> [TASKS TO COMPLETE]:
1: In the Siata car description, who founded Siata, and in what year?
2: Render this sentence from the Siata car description into Spanish: "The first actual Siata car, the Amica, was built in 1939."
3: Pick up the Siata car description after its final sentence and keep writing it.

Est. 132 bhp @ 6,300 rpm, four-speed manual transmission. Steel tube frame and four-wheel independent suspension all-round by unequal length arms and coil springs in concert with shock absorbers on all four corners. Large aluminum hydraulic drum brakes were used. Top speed c. 120 mph with aluminum Bertone Spyder body. Wheelbase: 106"
- Formerly owned by Steve McQueen
- Legendary “8V” power with rare, attractive and desirable spyder coachwork
- Multiple concours awards; shown at The Quail, twice at Pebble Beach and part of an extended exhibit at Petersen Museum
- In excellent condition, a superb event entry, eligible for the Mille Miglia
Societá Italiana Auto Trasformazioni Accessori (SIATA) created a marvelous assortment of machinery in its 45-year history under the guidance of the Ambrosini family. Founded by Giorgio Ambrosini in 1926, Siata specialized in performance modifications for Fiats, employing the intuitive skills of Ambrosini and his Turinese craftsmen to create the overhead-valve conversions, multi-speed gearboxes, superchargers and multi-carb intakes that competitive Italians wanted for their diminutive Fiats. The Italian auto giant with few exceptions conspicuously ignored the high performance market as the Agnellis progressively concentrated their volume production empire around sensible and reliable small cars and left the specialized high performance projects to ingenious independents like the Ambrosinis.
The first actual Siata car, the Amica, was built in 1939. After WWII, Siata produced a very successful auxiliary bicycle motor and returned to producing performance accessories. In 1949, it released the new Amica, followed by the Diana and various competition cars.

> [RECORDS]:
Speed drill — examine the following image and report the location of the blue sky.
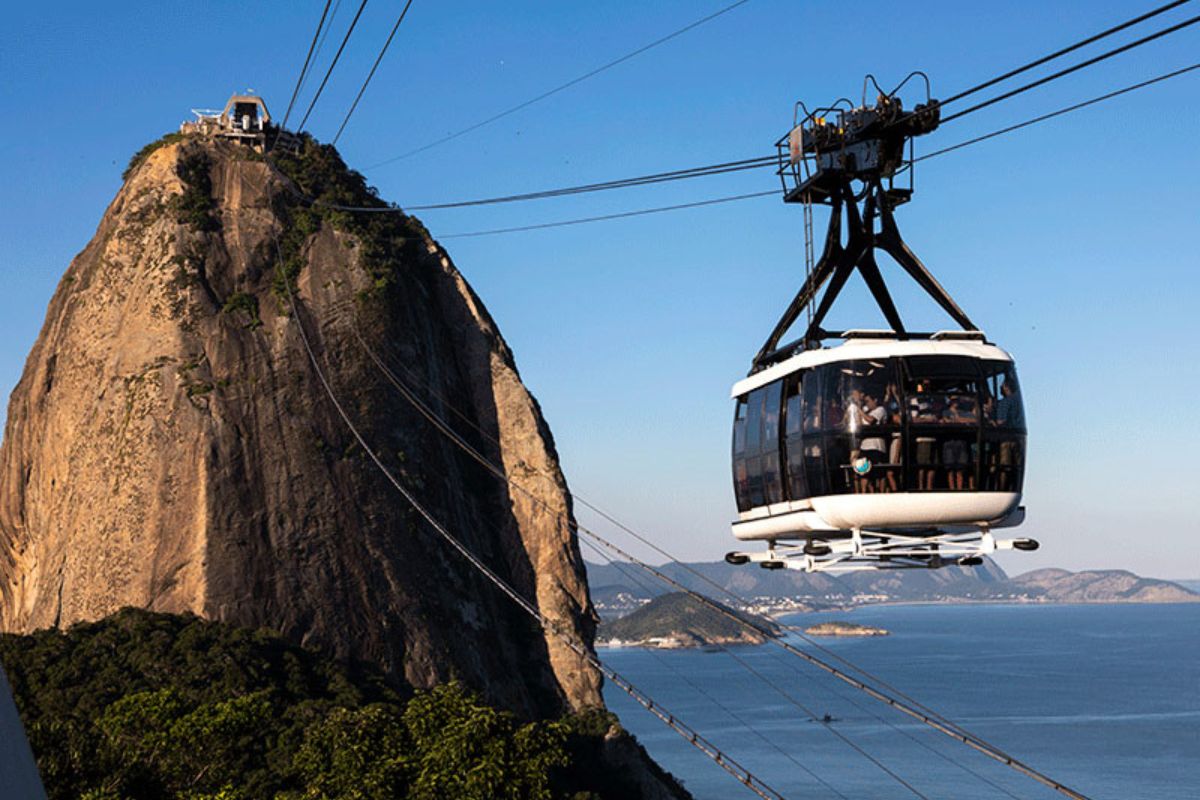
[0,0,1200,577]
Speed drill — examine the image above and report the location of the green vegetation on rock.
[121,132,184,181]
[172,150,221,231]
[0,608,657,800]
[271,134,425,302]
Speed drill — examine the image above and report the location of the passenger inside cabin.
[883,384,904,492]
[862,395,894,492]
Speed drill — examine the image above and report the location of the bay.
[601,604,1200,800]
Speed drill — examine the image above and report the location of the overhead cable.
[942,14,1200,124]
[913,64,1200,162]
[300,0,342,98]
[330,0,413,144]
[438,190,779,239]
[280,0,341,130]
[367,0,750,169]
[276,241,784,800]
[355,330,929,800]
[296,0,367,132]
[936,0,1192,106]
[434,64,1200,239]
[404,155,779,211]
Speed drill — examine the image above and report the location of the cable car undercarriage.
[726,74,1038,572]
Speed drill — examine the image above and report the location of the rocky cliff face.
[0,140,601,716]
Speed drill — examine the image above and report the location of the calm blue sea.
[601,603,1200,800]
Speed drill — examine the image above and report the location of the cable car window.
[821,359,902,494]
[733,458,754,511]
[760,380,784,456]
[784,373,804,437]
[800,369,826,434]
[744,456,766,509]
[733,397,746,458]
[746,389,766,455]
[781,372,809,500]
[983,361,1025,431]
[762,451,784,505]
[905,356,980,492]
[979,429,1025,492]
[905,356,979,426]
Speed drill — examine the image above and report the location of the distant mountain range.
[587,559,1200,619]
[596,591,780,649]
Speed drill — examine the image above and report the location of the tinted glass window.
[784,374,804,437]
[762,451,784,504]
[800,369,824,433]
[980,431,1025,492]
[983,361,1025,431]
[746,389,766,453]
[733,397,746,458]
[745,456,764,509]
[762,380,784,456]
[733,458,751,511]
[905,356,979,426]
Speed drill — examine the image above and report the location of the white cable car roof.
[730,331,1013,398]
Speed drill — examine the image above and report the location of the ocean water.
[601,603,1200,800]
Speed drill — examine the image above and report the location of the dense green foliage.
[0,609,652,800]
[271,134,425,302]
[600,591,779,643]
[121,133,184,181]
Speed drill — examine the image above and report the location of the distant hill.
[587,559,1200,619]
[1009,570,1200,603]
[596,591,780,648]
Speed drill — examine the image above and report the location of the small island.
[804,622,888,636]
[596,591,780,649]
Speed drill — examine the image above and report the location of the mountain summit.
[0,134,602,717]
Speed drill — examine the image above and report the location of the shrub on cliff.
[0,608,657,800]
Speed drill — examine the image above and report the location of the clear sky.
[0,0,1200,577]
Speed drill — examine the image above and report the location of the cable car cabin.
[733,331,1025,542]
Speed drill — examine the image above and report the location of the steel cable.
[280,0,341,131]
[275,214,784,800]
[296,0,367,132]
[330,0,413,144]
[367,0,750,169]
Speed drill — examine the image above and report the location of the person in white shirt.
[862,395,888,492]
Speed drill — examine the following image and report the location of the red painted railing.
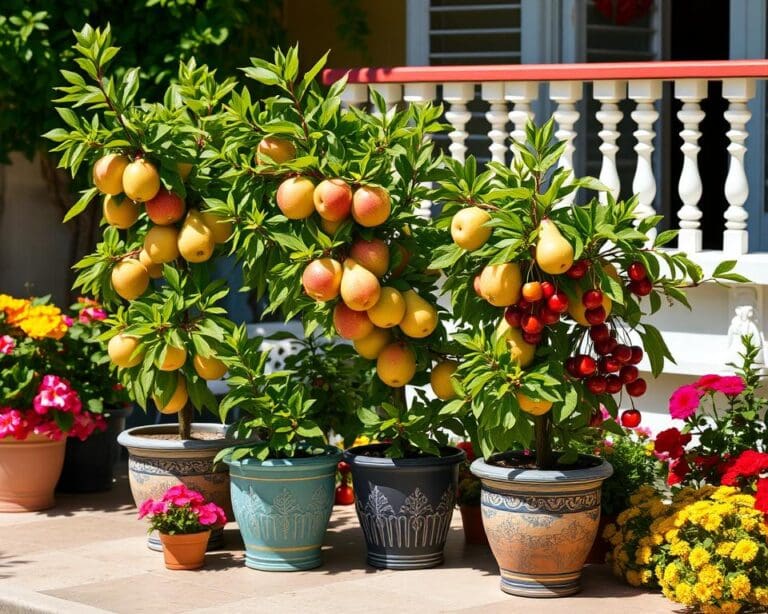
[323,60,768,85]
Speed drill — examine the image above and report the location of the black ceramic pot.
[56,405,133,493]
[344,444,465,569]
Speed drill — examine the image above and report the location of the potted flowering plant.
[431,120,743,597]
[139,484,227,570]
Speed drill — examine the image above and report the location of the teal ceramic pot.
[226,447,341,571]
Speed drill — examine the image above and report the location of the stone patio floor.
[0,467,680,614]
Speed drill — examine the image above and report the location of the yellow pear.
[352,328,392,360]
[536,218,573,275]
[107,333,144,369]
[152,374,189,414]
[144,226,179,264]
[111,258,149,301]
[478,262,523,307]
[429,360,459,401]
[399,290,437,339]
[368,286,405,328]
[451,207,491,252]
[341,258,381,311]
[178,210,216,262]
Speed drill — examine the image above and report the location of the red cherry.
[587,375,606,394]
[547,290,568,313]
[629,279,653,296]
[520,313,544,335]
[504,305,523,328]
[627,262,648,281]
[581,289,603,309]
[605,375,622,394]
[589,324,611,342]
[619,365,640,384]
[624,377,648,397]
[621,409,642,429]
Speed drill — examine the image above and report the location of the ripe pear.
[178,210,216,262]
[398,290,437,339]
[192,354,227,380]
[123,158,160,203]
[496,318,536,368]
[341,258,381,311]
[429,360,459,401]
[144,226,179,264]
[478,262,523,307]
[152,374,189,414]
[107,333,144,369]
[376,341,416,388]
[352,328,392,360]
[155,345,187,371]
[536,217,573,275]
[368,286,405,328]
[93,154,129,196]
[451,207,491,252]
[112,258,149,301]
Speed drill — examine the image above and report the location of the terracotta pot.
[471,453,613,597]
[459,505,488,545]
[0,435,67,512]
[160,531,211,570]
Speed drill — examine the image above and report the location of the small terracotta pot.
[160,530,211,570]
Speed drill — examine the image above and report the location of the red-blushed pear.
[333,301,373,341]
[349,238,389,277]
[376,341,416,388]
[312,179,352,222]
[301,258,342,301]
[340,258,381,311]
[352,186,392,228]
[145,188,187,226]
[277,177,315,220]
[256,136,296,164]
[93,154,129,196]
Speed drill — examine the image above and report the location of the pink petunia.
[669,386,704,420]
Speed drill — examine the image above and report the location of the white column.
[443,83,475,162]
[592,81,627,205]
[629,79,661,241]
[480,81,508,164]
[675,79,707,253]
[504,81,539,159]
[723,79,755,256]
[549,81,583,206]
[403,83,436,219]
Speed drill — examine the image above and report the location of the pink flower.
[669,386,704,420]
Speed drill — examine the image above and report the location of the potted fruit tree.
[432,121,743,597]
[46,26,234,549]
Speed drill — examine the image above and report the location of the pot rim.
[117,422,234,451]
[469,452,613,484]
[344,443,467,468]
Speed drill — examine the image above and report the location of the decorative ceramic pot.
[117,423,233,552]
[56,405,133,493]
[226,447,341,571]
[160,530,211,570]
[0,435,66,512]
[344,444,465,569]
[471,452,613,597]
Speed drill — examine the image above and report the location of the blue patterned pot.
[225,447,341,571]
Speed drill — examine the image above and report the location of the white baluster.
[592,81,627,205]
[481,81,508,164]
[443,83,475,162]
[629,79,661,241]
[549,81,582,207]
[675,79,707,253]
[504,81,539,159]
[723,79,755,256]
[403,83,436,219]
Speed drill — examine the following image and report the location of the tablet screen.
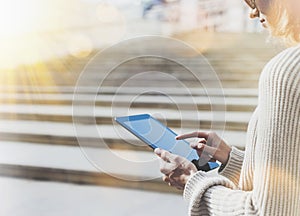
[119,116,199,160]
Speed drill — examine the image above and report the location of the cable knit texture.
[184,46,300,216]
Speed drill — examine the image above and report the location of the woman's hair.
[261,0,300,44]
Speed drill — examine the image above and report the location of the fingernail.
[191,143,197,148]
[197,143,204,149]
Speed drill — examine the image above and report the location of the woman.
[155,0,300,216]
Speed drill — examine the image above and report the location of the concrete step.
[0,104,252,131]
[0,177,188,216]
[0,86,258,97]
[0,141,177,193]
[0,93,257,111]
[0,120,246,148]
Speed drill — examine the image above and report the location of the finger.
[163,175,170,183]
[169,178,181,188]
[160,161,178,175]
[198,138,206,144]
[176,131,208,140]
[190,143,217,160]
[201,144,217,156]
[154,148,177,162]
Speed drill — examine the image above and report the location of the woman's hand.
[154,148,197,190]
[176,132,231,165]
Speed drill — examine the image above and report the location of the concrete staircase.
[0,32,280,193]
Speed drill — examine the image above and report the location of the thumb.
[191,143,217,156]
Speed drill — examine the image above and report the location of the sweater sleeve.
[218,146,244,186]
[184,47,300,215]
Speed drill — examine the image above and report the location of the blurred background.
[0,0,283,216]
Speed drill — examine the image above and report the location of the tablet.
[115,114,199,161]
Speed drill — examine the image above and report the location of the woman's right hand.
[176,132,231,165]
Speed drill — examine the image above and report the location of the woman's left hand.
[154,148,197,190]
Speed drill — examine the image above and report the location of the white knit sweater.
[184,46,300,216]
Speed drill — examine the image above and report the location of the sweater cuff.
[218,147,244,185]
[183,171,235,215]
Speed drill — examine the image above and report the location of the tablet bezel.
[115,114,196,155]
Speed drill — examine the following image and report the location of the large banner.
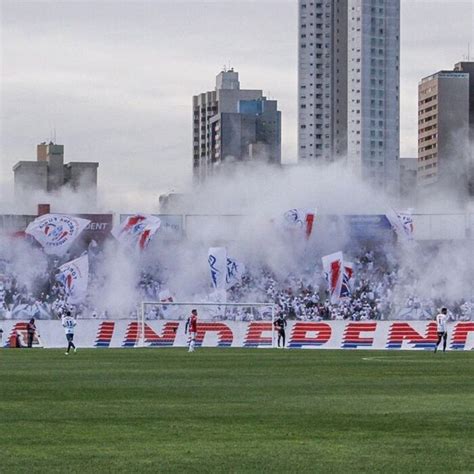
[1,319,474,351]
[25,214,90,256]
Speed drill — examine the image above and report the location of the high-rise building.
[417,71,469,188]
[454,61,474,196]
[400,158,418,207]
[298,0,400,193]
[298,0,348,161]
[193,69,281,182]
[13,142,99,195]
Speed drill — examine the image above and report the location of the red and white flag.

...

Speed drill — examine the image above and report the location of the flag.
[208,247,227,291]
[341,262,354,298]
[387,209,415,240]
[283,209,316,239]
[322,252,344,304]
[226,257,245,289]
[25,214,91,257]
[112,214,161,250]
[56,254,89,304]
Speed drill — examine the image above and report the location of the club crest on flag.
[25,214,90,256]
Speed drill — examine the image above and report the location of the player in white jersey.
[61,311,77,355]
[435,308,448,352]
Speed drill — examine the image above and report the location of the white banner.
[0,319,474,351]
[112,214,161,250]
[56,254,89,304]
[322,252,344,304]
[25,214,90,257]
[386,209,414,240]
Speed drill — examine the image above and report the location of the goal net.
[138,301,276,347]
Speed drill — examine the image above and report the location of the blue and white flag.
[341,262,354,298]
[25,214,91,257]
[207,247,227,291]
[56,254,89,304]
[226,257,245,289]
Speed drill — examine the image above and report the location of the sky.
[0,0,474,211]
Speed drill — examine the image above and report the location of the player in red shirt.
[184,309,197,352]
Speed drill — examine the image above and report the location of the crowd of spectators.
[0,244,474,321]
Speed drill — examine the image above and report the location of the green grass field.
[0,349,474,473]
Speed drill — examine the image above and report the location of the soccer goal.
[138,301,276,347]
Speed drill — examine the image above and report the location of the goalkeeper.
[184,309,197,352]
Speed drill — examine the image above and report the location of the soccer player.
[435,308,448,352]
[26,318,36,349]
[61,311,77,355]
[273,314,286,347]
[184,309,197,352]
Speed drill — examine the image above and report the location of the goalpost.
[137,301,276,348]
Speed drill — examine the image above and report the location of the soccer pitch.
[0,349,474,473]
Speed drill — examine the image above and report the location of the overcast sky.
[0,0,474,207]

* * *

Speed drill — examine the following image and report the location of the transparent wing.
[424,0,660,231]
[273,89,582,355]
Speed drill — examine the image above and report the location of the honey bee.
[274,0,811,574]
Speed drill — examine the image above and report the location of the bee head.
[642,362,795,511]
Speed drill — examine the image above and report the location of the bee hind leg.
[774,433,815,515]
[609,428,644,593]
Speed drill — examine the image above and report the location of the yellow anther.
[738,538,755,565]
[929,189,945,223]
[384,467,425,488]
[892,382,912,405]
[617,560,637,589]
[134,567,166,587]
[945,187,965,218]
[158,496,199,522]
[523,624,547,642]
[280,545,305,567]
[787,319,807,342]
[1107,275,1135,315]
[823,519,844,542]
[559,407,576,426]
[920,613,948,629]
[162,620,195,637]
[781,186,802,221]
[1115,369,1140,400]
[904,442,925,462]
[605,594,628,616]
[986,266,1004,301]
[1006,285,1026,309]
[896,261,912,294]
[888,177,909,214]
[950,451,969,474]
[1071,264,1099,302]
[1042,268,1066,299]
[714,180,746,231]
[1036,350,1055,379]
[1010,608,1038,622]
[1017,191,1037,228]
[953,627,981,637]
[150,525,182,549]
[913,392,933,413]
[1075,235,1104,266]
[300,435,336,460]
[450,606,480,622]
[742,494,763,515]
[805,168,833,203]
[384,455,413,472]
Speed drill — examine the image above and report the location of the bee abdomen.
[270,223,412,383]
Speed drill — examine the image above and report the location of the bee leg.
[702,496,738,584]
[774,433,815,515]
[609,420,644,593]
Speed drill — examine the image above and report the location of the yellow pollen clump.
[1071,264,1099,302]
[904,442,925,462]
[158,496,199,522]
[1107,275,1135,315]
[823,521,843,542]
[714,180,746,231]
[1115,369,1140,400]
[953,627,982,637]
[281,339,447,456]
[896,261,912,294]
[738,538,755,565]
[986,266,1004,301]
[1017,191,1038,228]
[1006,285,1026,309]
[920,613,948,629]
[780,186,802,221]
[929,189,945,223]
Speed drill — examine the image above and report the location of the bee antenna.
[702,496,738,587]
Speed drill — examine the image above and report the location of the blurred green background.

> [PER-TASK OUTPUTS]:
1: Giorgio Ambrosini, in 1926.

2: El primer automóvil Siata propiamente dicho, el Amica, se construyó en 1939.

3:
THE ICONIC ‘OTTO VU’
Firmly grafted to Fiat and its engineering, Siata took a giant leap forward with the arrival of Rudolf Hruska in 1950. Hruska had worked in the Porsche design office before the war and later collaborated with Carlo Abarth on Piero Dusio’s Cisitalia Grand Prix project. Fiat itself plotted its re-entry to the top ranks of Italian performance automobiles in 1950 with the introduction of the two-liter V-8 (dubbed "Otto Vu"), whose development was entrusted to Siata. The oversquare, unusual 70-degree 8V engine featured an aluminum block and heads with wedge-shaped combustion chambers. Induction was through a pair of dual-throat, downdraft Weber carburetors. With its high-revving short-stroke design and 8.5:1 compression ratio, prodigious power was channeled through a four-speed manual gearbox.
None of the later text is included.